◆ **Work to be completed**
Print all entries below exactly, without images.

◆ **Supplied data**
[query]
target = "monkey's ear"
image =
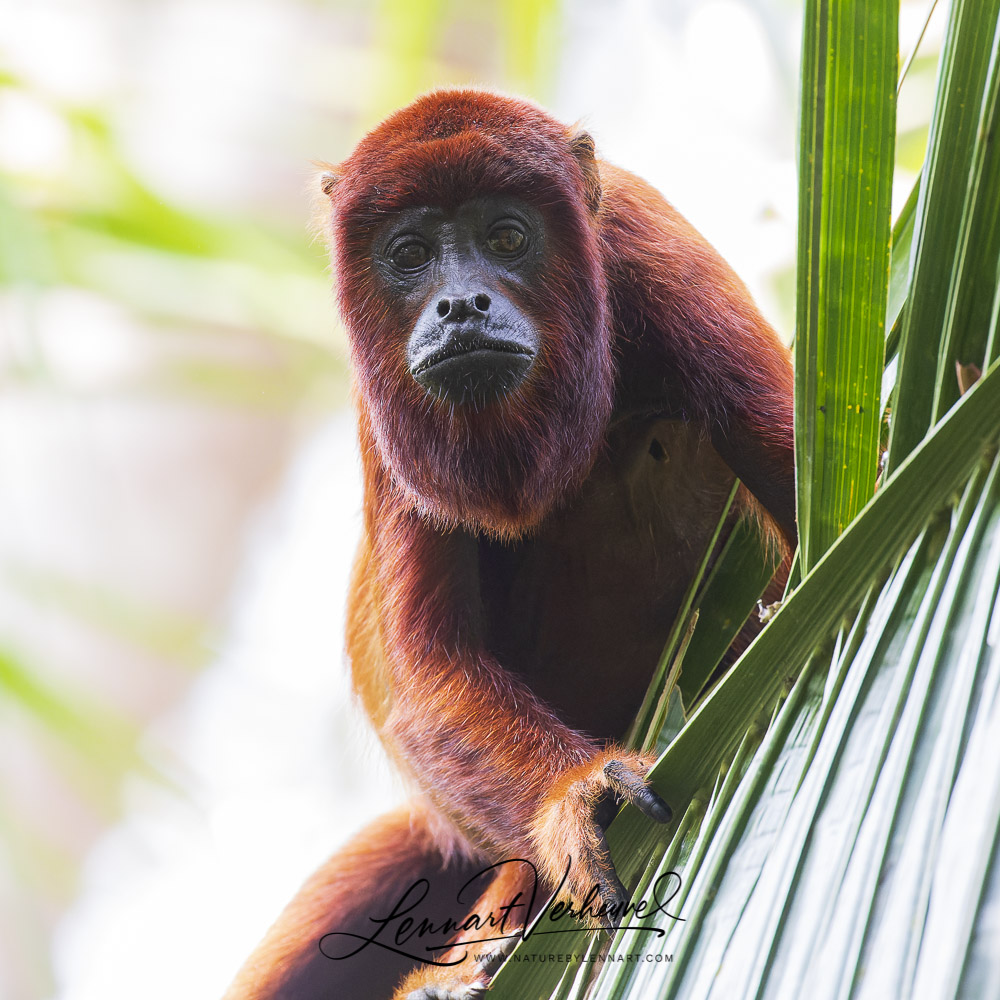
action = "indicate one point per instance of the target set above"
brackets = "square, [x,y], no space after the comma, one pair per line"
[581,145]
[329,177]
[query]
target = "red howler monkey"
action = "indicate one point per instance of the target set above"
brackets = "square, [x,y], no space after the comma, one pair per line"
[556,379]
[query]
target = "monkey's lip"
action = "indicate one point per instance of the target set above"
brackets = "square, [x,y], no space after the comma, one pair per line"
[456,348]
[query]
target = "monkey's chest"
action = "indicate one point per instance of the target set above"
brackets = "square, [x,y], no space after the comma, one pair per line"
[582,609]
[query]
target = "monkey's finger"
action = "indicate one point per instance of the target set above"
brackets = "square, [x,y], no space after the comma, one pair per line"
[613,894]
[633,788]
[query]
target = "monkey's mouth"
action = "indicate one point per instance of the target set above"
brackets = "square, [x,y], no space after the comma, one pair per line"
[457,348]
[473,370]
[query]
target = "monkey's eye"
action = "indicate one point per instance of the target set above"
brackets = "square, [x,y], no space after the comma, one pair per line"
[506,241]
[409,255]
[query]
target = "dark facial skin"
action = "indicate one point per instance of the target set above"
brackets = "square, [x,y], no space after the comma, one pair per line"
[471,344]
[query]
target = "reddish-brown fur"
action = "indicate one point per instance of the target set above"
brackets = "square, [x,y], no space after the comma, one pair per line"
[511,551]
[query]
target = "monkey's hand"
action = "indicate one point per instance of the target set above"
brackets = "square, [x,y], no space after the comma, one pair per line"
[570,824]
[468,981]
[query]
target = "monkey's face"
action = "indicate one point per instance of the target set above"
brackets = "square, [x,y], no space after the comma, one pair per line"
[466,269]
[471,279]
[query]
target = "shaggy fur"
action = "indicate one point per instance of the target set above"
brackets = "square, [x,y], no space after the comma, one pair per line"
[522,560]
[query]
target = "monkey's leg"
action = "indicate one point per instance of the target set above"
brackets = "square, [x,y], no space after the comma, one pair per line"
[489,934]
[353,898]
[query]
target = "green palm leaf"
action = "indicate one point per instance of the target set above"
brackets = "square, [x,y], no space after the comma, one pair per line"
[837,794]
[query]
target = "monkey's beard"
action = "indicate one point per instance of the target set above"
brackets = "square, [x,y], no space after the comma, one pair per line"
[501,468]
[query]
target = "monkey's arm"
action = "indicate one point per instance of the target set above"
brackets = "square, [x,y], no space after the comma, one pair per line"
[485,749]
[693,338]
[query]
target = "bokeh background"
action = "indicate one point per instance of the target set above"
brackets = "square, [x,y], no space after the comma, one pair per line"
[179,493]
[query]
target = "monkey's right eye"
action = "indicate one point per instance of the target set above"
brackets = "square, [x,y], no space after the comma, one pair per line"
[409,255]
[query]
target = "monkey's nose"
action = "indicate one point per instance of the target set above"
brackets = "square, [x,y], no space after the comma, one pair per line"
[464,306]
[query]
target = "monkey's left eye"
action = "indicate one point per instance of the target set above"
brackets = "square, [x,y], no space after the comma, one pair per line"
[409,255]
[506,241]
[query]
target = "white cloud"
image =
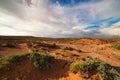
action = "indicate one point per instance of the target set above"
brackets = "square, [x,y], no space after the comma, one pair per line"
[39,18]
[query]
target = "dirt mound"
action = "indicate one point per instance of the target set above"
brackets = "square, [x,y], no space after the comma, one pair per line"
[25,71]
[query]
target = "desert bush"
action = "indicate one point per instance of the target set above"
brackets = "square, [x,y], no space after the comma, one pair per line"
[13,59]
[116,46]
[53,45]
[78,50]
[16,58]
[67,48]
[106,71]
[40,61]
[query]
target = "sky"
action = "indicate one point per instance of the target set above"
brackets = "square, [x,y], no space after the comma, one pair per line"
[60,18]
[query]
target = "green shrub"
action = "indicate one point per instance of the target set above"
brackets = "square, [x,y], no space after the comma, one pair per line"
[78,50]
[76,66]
[13,59]
[40,61]
[116,46]
[106,71]
[67,48]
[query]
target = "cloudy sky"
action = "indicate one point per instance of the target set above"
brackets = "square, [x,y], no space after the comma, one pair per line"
[60,18]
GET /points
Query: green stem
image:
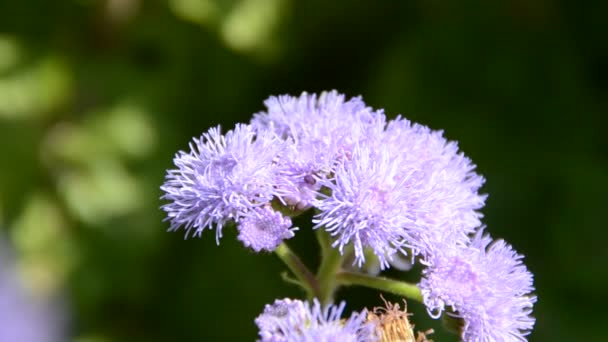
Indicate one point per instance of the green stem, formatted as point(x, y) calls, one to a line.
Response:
point(331, 262)
point(306, 279)
point(397, 287)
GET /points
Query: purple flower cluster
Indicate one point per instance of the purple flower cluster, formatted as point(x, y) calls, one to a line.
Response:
point(390, 187)
point(289, 320)
point(485, 284)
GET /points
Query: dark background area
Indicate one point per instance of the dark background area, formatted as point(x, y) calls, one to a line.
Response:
point(97, 96)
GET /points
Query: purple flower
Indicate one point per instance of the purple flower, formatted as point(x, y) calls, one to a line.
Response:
point(321, 131)
point(441, 185)
point(264, 229)
point(403, 188)
point(366, 204)
point(223, 178)
point(294, 320)
point(486, 284)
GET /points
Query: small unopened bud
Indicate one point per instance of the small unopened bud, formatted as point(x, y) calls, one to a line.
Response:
point(392, 324)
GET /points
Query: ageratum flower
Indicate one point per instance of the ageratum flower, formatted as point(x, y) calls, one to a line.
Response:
point(295, 321)
point(403, 188)
point(223, 178)
point(321, 130)
point(486, 284)
point(265, 229)
point(440, 186)
point(365, 206)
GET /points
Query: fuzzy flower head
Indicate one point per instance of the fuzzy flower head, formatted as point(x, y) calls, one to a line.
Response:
point(264, 229)
point(223, 178)
point(289, 320)
point(405, 188)
point(441, 187)
point(321, 130)
point(365, 205)
point(486, 284)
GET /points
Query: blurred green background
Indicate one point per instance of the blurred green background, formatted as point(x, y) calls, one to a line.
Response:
point(97, 96)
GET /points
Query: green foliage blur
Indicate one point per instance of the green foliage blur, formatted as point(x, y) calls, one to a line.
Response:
point(96, 97)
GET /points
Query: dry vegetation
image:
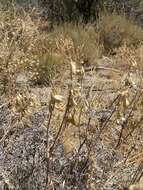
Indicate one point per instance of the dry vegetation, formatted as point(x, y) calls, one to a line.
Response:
point(89, 79)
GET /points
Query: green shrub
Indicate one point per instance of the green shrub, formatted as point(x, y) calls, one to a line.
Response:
point(115, 30)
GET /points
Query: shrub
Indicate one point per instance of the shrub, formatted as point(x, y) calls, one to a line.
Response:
point(115, 30)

◆ **Solution**
[query]
target = "monkey's ear"
image =
action = "indicate one point per instance of the target set above"
brackets = "square, [x,y], no space after the comma, one pair per line"
[581,145]
[329,177]
[query]
target = "red howler monkey"
action = "indicate one point per instance of the target set above"
brackets = "square, [x,y], no space after the comma, one pair per line"
[556,379]
[query]
target = "monkey's lip"
action = "indicate one point per instance of the target set above"
brackets = "square, [x,y], no space after the comma, one pair per line"
[456,348]
[query]
target = "monkey's chest"
action = "indicate one point per instance of the target set above"
brackets = "square, [x,y], no space after the comma, one pair per line"
[582,609]
[query]
target = "monkey's finger"
action = "indicate one point per instance of the target set above"
brackets = "square, [x,y], no space after the comma, one pair per line"
[613,894]
[633,788]
[query]
target = "monkey's mouth"
action = "indicate one point per instance of the target set above"
brackets = "square, [x,y], no space after the comma, one pair per line"
[457,348]
[473,370]
[query]
target = "monkey's eye"
action = "indicate one point per instance of the target set above"
brackets = "square, [x,y], no space after the comma, one pair per line"
[506,241]
[409,255]
[query]
target = "dark facial skin"
action = "indicate one point per instance of the target set above"
brackets = "square, [x,y], no space after the comma, one pair per line"
[471,344]
[query]
target = "reddish-brown fur"
action = "indicate one point per instance of the target set above"
brackets = "square, [x,y], no space after the comma, one pair per line"
[511,551]
[query]
target = "monkey's hand"
action = "indicate one point per instance of the target set above"
brackets = "square, [x,y], no space after the comma, one pair per line"
[570,824]
[468,981]
[query]
target = "monkey's face"
action = "indicate one point per instance of the target set above"
brackets = "square, [x,y], no space after the comma, one pair per line"
[466,269]
[471,279]
[query]
target = "shaggy fur"
action = "indicate one point per instance of the target set above"
brackets = "square, [x,y], no space after the comma, one pair per line"
[522,560]
[query]
target = "monkey's leg"
action = "indicate one point per instance of the target set above"
brackets = "square, [x,y], no space after the comma, one pair per line"
[489,934]
[353,898]
[query]
target = "green palm leaf"
action = "indicate one point per instance of the target set above"
brackets = "square, [x,y], no space after the comma, one pair per line"
[837,794]
[query]
target = "monkey's beard"
action = "indicate one point per instance of the target set above"
brackets = "square, [x,y], no space after the comma, one pair per line"
[501,468]
[query]
target = "monkey's arm"
action = "indicate one point per instance of the target set above"
brackets = "square, [x,y], no space after the comma, one pair per line"
[485,749]
[693,338]
[query]
target = "bokeh background"
action = "indicate one point per instance of the target set above"
brackets = "square, [x,y], no space after the comma, one pair per line"
[179,493]
[query]
target = "monkey's right eye"
action = "indicate one point per instance of the target set above"
brackets = "square, [x,y], no space after the comma, one pair per line"
[409,255]
[query]
target = "monkey's nose"
action = "indicate one point per instance of the target set above"
brackets = "square, [x,y], no space after the comma, one pair per line"
[464,306]
[query]
target = "monkey's left eye"
action = "indicate one point per instance of the target set above"
brackets = "square, [x,y], no space after the comma, one pair per line"
[409,255]
[506,241]
[query]
target = "white cloud"
image =
action = "indicate one point per instance of the target set above"
brackets = "square, [x,y], no space after the comma, one pair per line"
[39,18]
[query]
target = "dirt mound"
action = "indicate one point per instance of the target set above"
brackets = "square, [x,y], no space after the comma, one pair per line"
[25,71]
[query]
target = "desert bush"
action = "indicate one point per instance of the target set above"
brackets = "square, [x,y], no space after the comma, one pair per line"
[13,59]
[116,46]
[53,45]
[78,50]
[16,58]
[67,48]
[106,71]
[40,61]
[query]
target = "sky"
action = "indicate one point per instance of the target set above"
brackets = "square, [x,y], no space after the comma, one pair per line"
[60,18]
[query]
target = "green shrub"
action = "indicate one point per instance of the target set above"
brackets = "square, [x,y], no space after the comma, one pair per line"
[78,50]
[76,66]
[13,59]
[40,61]
[116,46]
[106,71]
[67,48]
[query]
target = "cloudy sky"
action = "indicate one point per instance of the target set above"
brackets = "square, [x,y], no space after the comma, one pair per line"
[60,18]
GET /points
Query: green stem
image:
Indicate one point per instance of the green stem, formatted as point(x, y) calls, one to a line.
Response:
point(331, 262)
point(306, 279)
point(397, 287)
GET /points
Query: purple flower cluster
Indicate one point per instance of the purple flower cluster, formatted as point(x, y) calls, one to a line.
Response:
point(390, 187)
point(289, 320)
point(485, 284)
GET /points
Query: dark background area
Indicate one point per instance of the dark background area, formatted as point(x, y) calls, one to a line.
Response:
point(97, 96)
GET /points
Query: purple flower
Indicate one point per instance of the purple flower, formatted as point(x, y) calls, one to a line.
Response:
point(321, 131)
point(441, 185)
point(264, 229)
point(403, 188)
point(366, 204)
point(223, 178)
point(294, 320)
point(486, 284)
GET /points
Query: small unopened bud
Indicate one point per instance of the small unopened bud, formatted as point(x, y) calls, one to a line.
Response:
point(392, 324)
GET /points
Query: ageratum flower
Indicate one point per instance of the ageratum flower, formatted as point(x, y) calls, one to a line.
Response:
point(295, 321)
point(403, 188)
point(223, 178)
point(321, 130)
point(486, 284)
point(265, 229)
point(440, 186)
point(365, 206)
GET /points
Query: fuzzy flower head
Indicate one point per instance of the fuzzy flower head, formatted as point(x, y) calls, one to a line.
Response:
point(264, 229)
point(223, 178)
point(289, 320)
point(405, 188)
point(441, 187)
point(321, 130)
point(365, 205)
point(486, 284)
GET /points
Query: blurred green background
Indicate one point per instance of the blurred green background, formatted as point(x, y) calls, one to a line.
Response:
point(97, 96)
GET /points
Query: green foliage blur
Indicate one point per instance of the green foliage blur, formatted as point(x, y) calls, one to a line.
Response:
point(96, 97)
GET /points
Query: dry vegetation
image:
Indicate one point per instance of the dry vegetation, formatted as point(x, y) calls, one to a line.
Response:
point(89, 79)
GET /points
Query: green shrub
Indicate one point per instance of the green shrub, formatted as point(x, y) calls, one to a line.
Response:
point(115, 30)
GET /points
Query: shrub
Indicate one point per instance of the shrub, formatted as point(x, y) calls, one to a line.
Response:
point(115, 30)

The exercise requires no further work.